• _WRITTEN TASK_
Reproduce the listing below verbatim, every line of it.

··· DATA PROVIDED ···

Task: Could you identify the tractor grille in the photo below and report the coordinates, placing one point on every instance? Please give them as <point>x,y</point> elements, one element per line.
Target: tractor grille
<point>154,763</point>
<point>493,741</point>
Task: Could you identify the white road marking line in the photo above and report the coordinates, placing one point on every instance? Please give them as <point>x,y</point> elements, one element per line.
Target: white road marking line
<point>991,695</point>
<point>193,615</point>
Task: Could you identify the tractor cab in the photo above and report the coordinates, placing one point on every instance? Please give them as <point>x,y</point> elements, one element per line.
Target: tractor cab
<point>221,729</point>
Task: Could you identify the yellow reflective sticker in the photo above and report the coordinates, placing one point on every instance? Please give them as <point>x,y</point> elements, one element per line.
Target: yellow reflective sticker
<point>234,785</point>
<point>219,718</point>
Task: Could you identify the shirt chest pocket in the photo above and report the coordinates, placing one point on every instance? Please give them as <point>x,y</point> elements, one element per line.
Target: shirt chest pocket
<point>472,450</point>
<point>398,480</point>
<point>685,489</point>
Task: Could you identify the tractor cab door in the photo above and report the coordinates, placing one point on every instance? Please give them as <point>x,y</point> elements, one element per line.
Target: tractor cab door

···

• _WORKED ANSWER_
Task: Could you identify the tractor grille in the photo below and report the coordinates, placing one point on every instance? Please give them as <point>x,y</point> elements, one element per line.
Target: tractor grille
<point>154,763</point>
<point>493,741</point>
Task: Could you identify the white road marking line in the photo above and report the coordinates, placing one point on every instance? Please give them as <point>x,y</point> elements, one element per line.
Target: white road marking line
<point>991,695</point>
<point>193,615</point>
Task: Could you identify the tractor cab in the photo above and report the coordinates, placing one point on every instance? Please give them as <point>x,y</point> elements, one element per line.
Target: tractor cab
<point>221,729</point>
Task: Could you identify the yellow reflective sticker in the photo above and report the coordinates, placing one point on every instance? Please give them as <point>x,y</point> elements, one element per line.
Target: yellow reflective sticker
<point>234,785</point>
<point>219,718</point>
Task: Could you identify the shirt chest pocket in the photo above and report the coordinates, placing one point on every instance? Please give them as <point>x,y</point> elements, one element per line.
Target: shirt chest pocket
<point>472,450</point>
<point>398,480</point>
<point>685,489</point>
Task: Could you identify the tractor cab door in the photo above and report the coordinates, placing one point on every instance? Please give them as <point>x,y</point> elements, one element per line.
Target: tractor cab door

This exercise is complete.